• [Records supplied]
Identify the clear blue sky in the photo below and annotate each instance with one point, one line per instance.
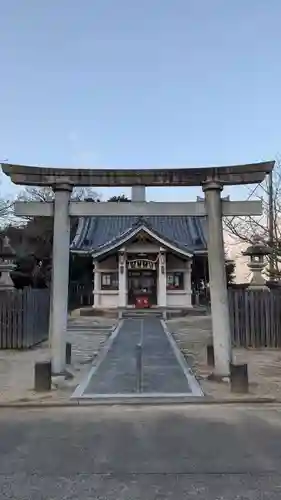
(140, 83)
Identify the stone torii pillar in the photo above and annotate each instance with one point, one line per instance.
(217, 278)
(59, 298)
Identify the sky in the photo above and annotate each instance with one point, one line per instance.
(140, 83)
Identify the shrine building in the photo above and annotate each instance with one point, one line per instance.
(142, 261)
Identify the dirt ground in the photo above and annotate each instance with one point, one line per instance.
(264, 365)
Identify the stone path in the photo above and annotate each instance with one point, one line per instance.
(162, 371)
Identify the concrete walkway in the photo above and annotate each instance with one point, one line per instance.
(164, 370)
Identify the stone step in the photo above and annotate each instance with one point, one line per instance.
(141, 314)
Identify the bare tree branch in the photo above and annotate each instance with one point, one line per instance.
(246, 228)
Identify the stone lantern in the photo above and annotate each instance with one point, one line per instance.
(7, 264)
(257, 253)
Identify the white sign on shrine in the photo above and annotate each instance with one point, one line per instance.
(142, 264)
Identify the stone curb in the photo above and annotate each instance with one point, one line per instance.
(192, 401)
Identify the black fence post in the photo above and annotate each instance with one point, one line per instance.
(210, 355)
(42, 376)
(139, 367)
(239, 378)
(68, 353)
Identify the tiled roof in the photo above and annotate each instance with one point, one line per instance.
(96, 234)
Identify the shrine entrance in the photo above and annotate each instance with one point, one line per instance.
(142, 280)
(142, 284)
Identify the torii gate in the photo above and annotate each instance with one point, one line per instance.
(214, 207)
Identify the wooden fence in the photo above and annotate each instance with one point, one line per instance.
(255, 318)
(24, 318)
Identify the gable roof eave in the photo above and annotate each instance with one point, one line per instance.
(125, 237)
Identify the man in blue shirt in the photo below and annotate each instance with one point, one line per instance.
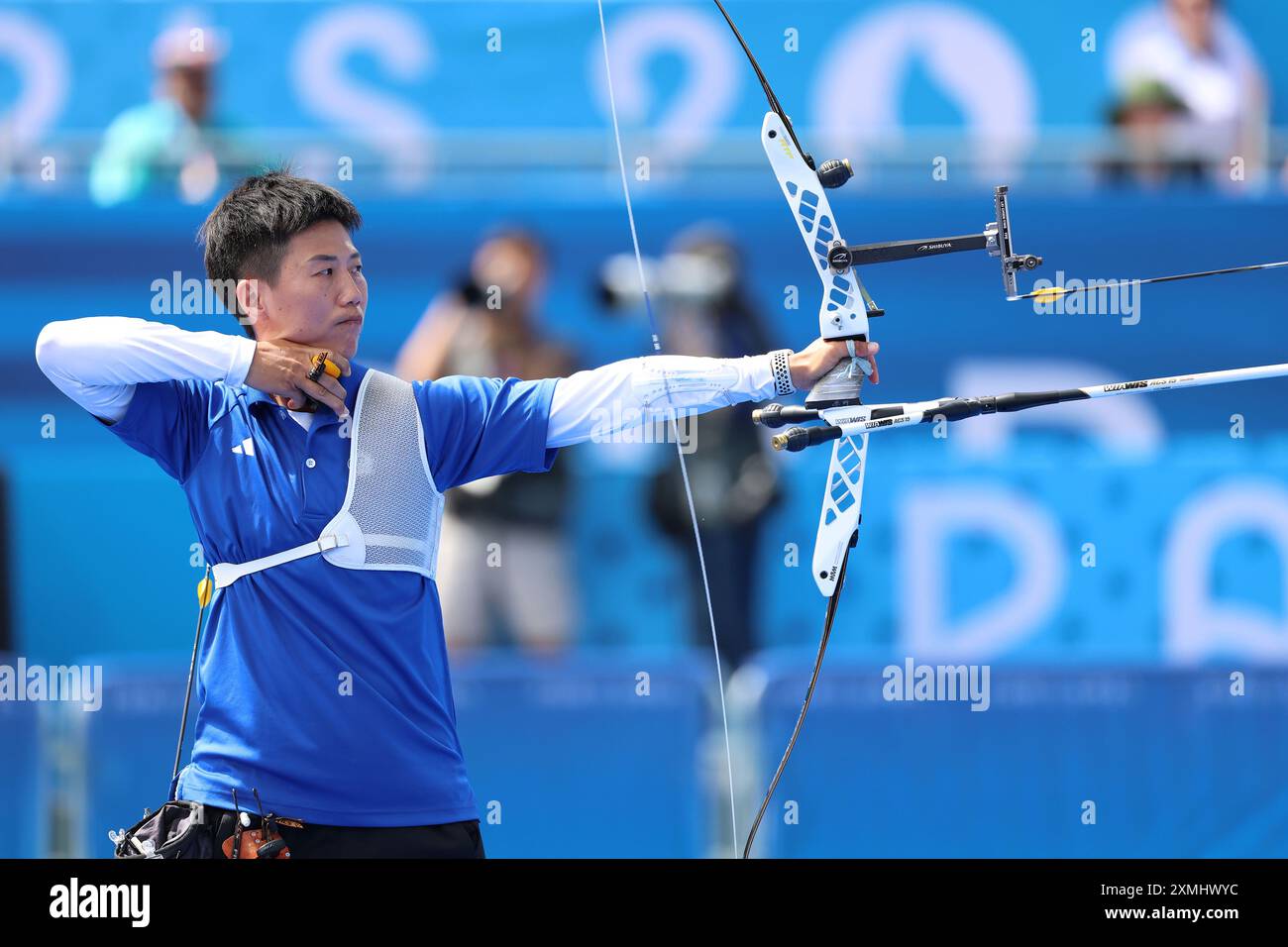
(326, 690)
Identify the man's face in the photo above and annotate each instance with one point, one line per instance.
(189, 88)
(320, 296)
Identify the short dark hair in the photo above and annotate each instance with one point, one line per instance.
(246, 234)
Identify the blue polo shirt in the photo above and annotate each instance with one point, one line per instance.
(325, 688)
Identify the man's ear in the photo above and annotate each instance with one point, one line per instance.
(252, 303)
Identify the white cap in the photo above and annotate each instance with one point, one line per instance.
(189, 40)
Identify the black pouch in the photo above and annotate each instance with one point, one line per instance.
(176, 830)
(179, 828)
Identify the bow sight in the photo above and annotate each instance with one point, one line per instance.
(996, 239)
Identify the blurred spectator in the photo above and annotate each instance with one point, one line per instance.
(168, 142)
(487, 328)
(1150, 127)
(1193, 50)
(730, 471)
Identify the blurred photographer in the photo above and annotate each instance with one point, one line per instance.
(485, 326)
(698, 290)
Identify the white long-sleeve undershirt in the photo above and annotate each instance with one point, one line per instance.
(97, 361)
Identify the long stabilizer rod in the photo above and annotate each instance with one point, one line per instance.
(861, 419)
(1056, 291)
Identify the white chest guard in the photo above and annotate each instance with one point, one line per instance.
(391, 513)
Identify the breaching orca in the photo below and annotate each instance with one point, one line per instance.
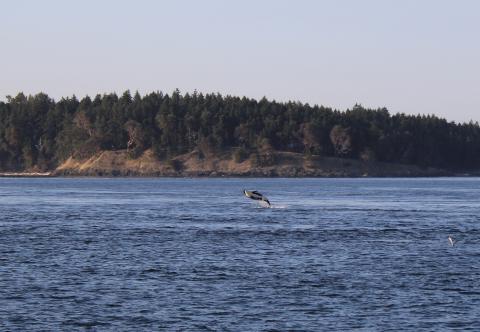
(256, 196)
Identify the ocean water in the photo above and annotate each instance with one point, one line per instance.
(105, 254)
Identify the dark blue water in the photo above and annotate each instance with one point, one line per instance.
(195, 255)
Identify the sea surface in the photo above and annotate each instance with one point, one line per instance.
(129, 254)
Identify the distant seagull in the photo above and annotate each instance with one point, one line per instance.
(451, 241)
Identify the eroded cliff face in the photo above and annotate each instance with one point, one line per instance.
(284, 164)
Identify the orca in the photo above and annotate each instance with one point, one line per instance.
(255, 195)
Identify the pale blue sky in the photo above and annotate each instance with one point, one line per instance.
(419, 56)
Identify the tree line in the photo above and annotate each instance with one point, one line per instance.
(38, 132)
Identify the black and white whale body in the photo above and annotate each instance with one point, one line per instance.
(255, 195)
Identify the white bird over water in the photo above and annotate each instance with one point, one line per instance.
(451, 241)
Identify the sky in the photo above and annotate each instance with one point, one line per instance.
(410, 56)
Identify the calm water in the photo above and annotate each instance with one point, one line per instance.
(195, 255)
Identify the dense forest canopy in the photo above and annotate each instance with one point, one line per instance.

• [What is needed] When you retype the listing above, keep each line exactly as written and drop the pictures.

• [Exercise solution]
Identify the clear blue sky in the photo below and annotate each instance with one point, one line per instance.
(140, 83)
Identify the stone torii pillar in the photo above and annotate each instance with one point, one line per instance.
(217, 278)
(59, 298)
Identify the sky in the photo above and annotate each instance with one point, one line per instance.
(140, 83)
Identify the shrine building in the photo above and annotate each instance with one point, one line per instance.
(142, 261)
Identify the dirt ground in the photo above and annotate each instance with one point, one line per instance.
(264, 365)
Identify the stone path in the photo above and annotate each instance with one point, one line per instance.
(162, 371)
Identify the concrete walkway in the photo above and annotate each instance with one point, one line per instance.
(164, 370)
Identify the stone step in the photo above and annotate each instance with one point, one line per instance.
(141, 314)
Identify the bare tree branch in the photo above and annotate each instance with one point, one line per instance.
(246, 228)
Identify the stone lantern in the photo above and annotate each instance with one point, one line per instance.
(7, 264)
(257, 253)
Identify the white sign on shrine in the photo above and annotate each instance with one point, one line per instance.
(142, 264)
Identify the stone curb in the photo above and annotate each instance with one point, one line per instance.
(192, 401)
Identify the black fence post in the photo above and annotate each instance with one point, one line per instance.
(210, 355)
(42, 376)
(139, 367)
(239, 378)
(68, 353)
Identify the tiled roof in the photo above and annotate each instance with one point, one line per instance.
(96, 234)
Identify the shrine entrance in the photo above and annotate each instance with one point, one line per instance.
(142, 280)
(142, 284)
Identify the torii gate in the photo above and annotate each instance with one point, one line per instance.
(214, 207)
Identify the wooden fence in the photo above and annotate each instance with one point, one line per instance.
(255, 318)
(24, 318)
Identify the gable roof eave in the photo above and annotate each instance with one point, one line per instance.
(125, 237)
Identify the man in blue shirt in the photo below and annotate each instance with one point, one line per instance.
(326, 690)
Identify the man's face in the photo above and annotate each instance with one point, one line per instance.
(189, 88)
(320, 296)
Identify the short dark hair in the photo above and annotate each instance with one point, one line per instance.
(246, 234)
Identify the blue polo shirt in the photo above and annotate each instance with one point, one line per instance.
(325, 688)
Identify the man's ear in the photo above and annotate each instance with one point, one line per instance.
(252, 303)
Identify the white cap in the photo above and annotate each instance with one point, one line per instance.
(189, 40)
Identify the black pouch in the photo above and annotate each instance with one point, one line per instance.
(176, 830)
(179, 828)
Identify the bow sight in the photo above and annotate each instance with one point, one line per instance.
(996, 239)
Identify the blurred spectator in the photo above and annotate each instance with one point, one line per instance.
(168, 142)
(487, 328)
(1150, 127)
(1193, 50)
(730, 471)
Identify the blurred photographer in the photo above and annotate each instance with one point, one line per instance.
(485, 326)
(698, 290)
Identify the white long-sleeve undershirt in the photo above and annotate each instance with one point, one line per instance.
(97, 361)
Identify the long stabilizer rod in the photo above and annotate each instance with one point, one line per instance.
(861, 419)
(1056, 291)
Identify the white chest guard in the photo above and annotate each instance with one point, one line per instance.
(391, 513)
Identify the breaching orca in the photo below and annotate each instance with one point, one line per instance.
(256, 196)
Identify the ocean water in the photo above and annotate each instance with one point, one line per instance.
(105, 254)
Identify the dark blue water in the photo above and annotate each instance with one point, one line per instance.
(195, 255)
Identify the sea surface in the photo above and annotate each instance with one point, one line per instance.
(129, 254)
Identify the distant seagull in the photo above and annotate each instance with one point, one line per instance.
(451, 241)
Identify the eroded cliff face in the photo above and annotate each instance with one point, one line per instance.
(284, 164)
Identify the orca in the photo above and annotate each instance with one point, one line per instance.
(255, 195)
Identify the pale blue sky in the photo above and annotate each instance with one point, one line per instance.
(419, 56)
Identify the tree line in the photo above and annotate each instance with one point, one line per instance.
(38, 132)
Identify the black and white whale body in the photo above and annotate each instance with one point, one line per instance.
(255, 195)
Identify the white bird over water in the photo above and annotate each instance with one point, one line per instance.
(451, 241)
Identify the sky in the photo above and annotate each instance with one point, one line per instance.
(410, 56)
Identify the calm water in the photo above and annotate each instance with one point, one line per instance.
(195, 255)
Identify the dense forest canopy in the photo above and annotate each instance with one point, one line per instance.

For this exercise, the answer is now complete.